*** Begin section ***

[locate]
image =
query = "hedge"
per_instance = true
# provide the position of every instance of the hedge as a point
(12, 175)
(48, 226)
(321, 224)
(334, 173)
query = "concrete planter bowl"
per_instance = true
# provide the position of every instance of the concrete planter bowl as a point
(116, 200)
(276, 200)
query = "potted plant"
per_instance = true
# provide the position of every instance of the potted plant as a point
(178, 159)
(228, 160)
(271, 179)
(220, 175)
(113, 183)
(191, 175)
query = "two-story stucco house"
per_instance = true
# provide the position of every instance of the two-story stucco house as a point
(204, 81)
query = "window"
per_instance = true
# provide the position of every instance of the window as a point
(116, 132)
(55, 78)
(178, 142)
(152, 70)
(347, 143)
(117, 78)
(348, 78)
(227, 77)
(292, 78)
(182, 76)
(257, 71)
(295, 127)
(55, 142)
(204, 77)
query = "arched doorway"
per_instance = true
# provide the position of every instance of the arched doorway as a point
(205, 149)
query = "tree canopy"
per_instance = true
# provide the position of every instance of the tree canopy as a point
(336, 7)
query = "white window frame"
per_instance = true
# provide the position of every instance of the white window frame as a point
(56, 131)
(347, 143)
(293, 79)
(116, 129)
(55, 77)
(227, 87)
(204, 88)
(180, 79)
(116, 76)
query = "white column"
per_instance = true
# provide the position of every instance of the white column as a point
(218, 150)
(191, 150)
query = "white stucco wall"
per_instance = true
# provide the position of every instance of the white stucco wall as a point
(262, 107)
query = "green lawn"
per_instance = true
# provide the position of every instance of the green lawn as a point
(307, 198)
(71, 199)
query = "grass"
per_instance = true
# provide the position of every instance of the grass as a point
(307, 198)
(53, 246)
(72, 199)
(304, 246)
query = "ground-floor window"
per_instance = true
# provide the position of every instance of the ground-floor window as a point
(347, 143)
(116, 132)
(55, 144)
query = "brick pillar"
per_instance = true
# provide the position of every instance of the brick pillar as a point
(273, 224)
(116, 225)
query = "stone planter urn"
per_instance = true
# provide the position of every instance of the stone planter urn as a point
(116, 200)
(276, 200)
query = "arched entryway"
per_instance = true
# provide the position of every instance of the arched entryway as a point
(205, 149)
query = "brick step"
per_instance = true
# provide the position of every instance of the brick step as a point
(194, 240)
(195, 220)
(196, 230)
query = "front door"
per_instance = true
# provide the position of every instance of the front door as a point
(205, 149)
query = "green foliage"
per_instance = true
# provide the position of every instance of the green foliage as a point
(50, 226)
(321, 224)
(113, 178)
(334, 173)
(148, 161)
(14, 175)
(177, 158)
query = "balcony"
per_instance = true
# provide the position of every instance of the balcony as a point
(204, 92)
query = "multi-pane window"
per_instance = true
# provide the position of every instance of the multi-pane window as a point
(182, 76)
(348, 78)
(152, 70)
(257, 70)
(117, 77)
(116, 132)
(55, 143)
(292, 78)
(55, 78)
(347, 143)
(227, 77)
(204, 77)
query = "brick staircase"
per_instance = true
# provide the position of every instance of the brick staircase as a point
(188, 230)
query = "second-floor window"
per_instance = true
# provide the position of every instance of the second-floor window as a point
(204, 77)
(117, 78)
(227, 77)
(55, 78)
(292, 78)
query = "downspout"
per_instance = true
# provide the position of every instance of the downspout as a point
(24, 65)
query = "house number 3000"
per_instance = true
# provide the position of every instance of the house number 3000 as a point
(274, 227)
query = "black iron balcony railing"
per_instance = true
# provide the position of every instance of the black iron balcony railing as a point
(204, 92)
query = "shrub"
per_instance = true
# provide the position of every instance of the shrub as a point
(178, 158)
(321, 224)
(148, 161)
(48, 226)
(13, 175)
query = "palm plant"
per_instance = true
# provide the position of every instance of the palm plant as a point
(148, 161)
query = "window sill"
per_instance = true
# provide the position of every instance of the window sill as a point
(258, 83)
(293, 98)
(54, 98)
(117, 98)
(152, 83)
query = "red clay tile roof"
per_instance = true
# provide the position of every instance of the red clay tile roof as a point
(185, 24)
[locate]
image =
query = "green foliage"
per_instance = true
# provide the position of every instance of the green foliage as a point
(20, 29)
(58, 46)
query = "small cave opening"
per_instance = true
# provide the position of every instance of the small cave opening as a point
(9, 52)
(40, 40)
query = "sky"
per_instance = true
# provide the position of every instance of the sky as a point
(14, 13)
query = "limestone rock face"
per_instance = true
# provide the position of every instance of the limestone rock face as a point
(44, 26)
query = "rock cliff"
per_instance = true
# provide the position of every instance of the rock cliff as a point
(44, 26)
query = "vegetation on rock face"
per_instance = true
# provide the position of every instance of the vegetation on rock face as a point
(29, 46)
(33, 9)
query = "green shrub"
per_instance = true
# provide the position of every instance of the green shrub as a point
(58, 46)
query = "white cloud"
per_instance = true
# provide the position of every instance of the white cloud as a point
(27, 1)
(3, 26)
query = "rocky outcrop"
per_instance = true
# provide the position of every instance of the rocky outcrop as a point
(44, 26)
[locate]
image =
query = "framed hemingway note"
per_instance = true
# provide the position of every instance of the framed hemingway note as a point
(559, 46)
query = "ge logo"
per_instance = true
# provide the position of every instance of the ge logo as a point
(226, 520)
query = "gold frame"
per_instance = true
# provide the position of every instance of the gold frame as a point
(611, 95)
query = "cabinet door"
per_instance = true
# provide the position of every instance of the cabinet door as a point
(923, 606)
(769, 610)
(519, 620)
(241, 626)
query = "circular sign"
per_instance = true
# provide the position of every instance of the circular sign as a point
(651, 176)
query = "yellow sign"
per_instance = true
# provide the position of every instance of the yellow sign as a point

*** End section ***

- _Problem description_:
What lines in the data hold the word "yellow"? Return them.

- _Response area_:
query = "yellow sign"
# provide the position of every instance of the yellow sign as a point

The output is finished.